Seitentext ->
= = = = =

Klingt alles vielleicht ein wenig verschwurbelt, spielt sich aber unglaublich flüssig und in einer rasanten Spielzeit. Denn man hat eigentlich nur 4 mögliche Aktionen, von denen man je Durchgang ein bis zwei wählen kann. Einheiten erschaffen, Einheiten bewegen, Anhänger (= „Geld“) gewinnen oder den eigenen Gott entwickeln (pikant: durch opfern der Anhänger…). Der Clou: Wählt man eine Aktion aus, bewegt man ein Standee auf der jeweiligen Leiste vor. Erreicht diese Figur das letzte Feld, kommt es zu einem Ereignis, dass man nach der Aktion abhandelt. Dieses ist dann entweder die Besetzung eines Monuments, das Schaffen einer Karawane (= Abtrennen von Regionen) oder eine Wertungsrunde. Man muss sich also immer gut überlegen, was man wann tut und warum. Denn wenn ich mit meiner ersten Aktion ein Ereignis auslöse, verfällt meine zweite Aktion. Gleichzeitig darf die zweite Aktion, wenn ich sie nutzen kann, nur auf einer Leiste sein, die sich unterhalb der bereits genutzten Leiste befindet. Aber eigentlich will man ja Ereignisse auslösen, damit man selbst davon profitiert. Das sorgt mitunter schon für ordentliches Gehirnfutter, wobei sich die Downtime trotz allem in Grenzen hält. Schick gelöst. Das System gefällt mir wirklich gut!

= = = = =

Datenabschnitt ->
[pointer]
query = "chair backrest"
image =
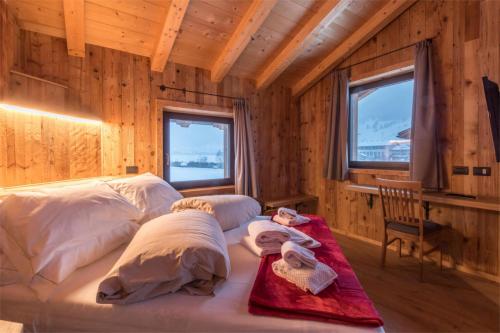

= = = = =

Aufgaben ->
1. Was geschieht laut der Spielbesprechung mit der zweiten Aktion, wenn man mit der ersten Aktion ein Ereignis auslöst?
2. Nenne alle möglichen Aktionen, die die Spielbesprechung aufführt.
3. Schreibe die Spielbesprechung nach ihrem letzten Satz weiter.

Ergebnisse ->
1. Die zweite Aktion verfällt.

2. Einheiten erschaffen, Einheiten bewegen, Anhänger gewinnen, den eigenen Gott entwickeln

3.
Dieses Ereignis-System führt nämlich auch dazu, dass man sich nicht ständig irgendwelche Monumente wegschnappt oder laufend am Kämpfen ist, sondern alles passiert sehr reguliert und vorhersehbar zu bestimmten Zeitpunkten im Spiel. Das eigentliche Spiel ist somit eher ein sehr taktischer Positionskampf. Gleichzeitig gilt es, die eigene Spezialfähigkeit (jeder Gott hat eine eigene, was für eine gewisse Asynchronität sorgt) und die Fähigkeiten der Wächter (auch hier hat jeder eine eigene) im Blick zu behalten und sich in die für die persönlichen Erfordernisse richtige Richtung zu entwickeln (hier hat jeder die gleichen möglichen Fähigkeiten, die Anzahl der Auswahlmöglichkeiten ist aber limitiert, was zu mehr und mehr Asynchronität führt). Und nur wer sich entwickelt, bekommt überhaupt Zugriff auf die Wächter, von denen es nicht genügend Figuren für alle im Spiel gibt.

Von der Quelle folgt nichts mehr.